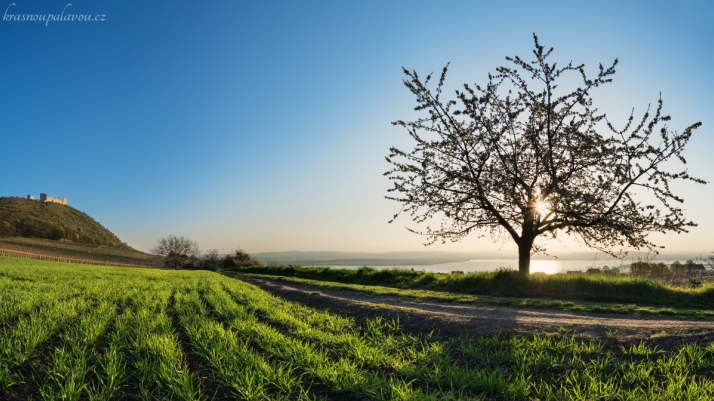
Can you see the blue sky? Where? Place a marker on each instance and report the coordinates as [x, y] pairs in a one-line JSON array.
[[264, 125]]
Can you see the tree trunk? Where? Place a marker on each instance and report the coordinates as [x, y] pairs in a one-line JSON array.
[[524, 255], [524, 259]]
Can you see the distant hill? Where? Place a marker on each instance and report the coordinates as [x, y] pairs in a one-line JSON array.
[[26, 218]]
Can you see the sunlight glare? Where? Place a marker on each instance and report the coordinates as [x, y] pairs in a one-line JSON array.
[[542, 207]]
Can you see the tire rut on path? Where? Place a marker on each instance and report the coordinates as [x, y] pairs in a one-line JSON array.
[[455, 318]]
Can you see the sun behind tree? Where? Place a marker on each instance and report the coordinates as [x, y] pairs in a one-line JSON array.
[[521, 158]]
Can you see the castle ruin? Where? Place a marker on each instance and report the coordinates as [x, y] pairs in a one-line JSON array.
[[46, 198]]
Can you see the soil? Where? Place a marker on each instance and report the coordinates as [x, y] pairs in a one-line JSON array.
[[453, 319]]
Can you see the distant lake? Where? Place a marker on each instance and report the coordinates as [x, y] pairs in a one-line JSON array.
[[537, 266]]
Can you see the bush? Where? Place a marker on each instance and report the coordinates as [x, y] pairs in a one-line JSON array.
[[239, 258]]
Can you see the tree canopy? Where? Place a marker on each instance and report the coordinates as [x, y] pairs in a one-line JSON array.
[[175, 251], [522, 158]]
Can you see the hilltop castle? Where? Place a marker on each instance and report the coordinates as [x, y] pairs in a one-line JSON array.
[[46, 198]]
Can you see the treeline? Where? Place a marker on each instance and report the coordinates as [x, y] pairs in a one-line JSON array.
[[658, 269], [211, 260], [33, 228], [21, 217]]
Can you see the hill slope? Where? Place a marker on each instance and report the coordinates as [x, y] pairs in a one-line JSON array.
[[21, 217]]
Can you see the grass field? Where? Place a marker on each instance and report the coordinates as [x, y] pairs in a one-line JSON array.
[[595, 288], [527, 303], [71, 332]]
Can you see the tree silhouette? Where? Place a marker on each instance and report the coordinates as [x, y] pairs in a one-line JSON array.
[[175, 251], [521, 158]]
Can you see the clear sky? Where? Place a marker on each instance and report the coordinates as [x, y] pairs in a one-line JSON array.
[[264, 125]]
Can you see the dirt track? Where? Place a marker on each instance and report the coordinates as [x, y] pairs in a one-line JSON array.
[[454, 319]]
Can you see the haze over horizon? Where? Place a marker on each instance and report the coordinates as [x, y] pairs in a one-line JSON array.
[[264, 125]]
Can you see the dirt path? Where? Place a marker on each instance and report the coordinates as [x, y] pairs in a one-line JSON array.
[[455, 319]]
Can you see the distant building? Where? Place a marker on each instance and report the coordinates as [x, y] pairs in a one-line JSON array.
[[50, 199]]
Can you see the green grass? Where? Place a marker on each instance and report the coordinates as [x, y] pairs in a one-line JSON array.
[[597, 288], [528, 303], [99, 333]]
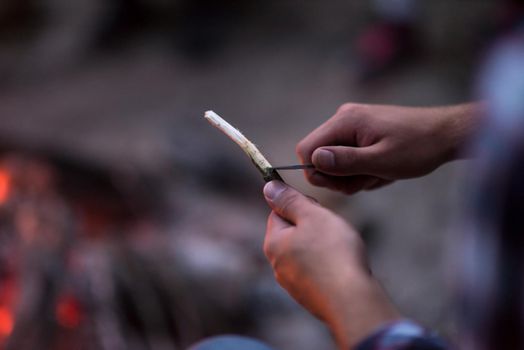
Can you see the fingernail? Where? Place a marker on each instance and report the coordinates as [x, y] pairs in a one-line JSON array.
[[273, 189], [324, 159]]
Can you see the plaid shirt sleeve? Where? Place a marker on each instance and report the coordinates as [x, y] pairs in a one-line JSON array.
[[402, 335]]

WRITTEN INSTRUCTION>
Rewrite the part of the data that opens with the line containing "Can you see the haze" and runs through the end of the data, both ends included, keeping the requests and multiplying every coordinate in the answers by 1.65, rounded to whole numbers with halves rounded up. Leave the pictures out.

THE COMPLETED TASK>
Can you see the haze over horizon? Where? Place a marker on each instance and report the coordinates as [x, y] pairs in a one-line JSON array.
[[436, 206]]
Can you see the dirt path? Where? Place a marker on each instance and report the coordinates as [x, y] pairs in a one-line JSON array.
[[751, 526]]
Can you see the distant building? Where? Place a marker on each instance and report the coordinates as [x, y] pairs in a one-line JSON array.
[[83, 328]]
Can you see the green grass? Where? Place a marker on each instance and report the coordinates as [x, y] pairs in a one-line JSON array.
[[985, 475], [871, 500], [163, 549]]
Can you see the fingernail? Where? Place a marker on each instance and report the coordinates as [x, y] pairs in a one-line JSON array.
[[450, 312], [535, 262]]
Can you see the plaid shirt sleeve? Where? Place a marker on each instance and report the coordinates as [x, y] pairs in a one-line JSON array.
[[663, 553]]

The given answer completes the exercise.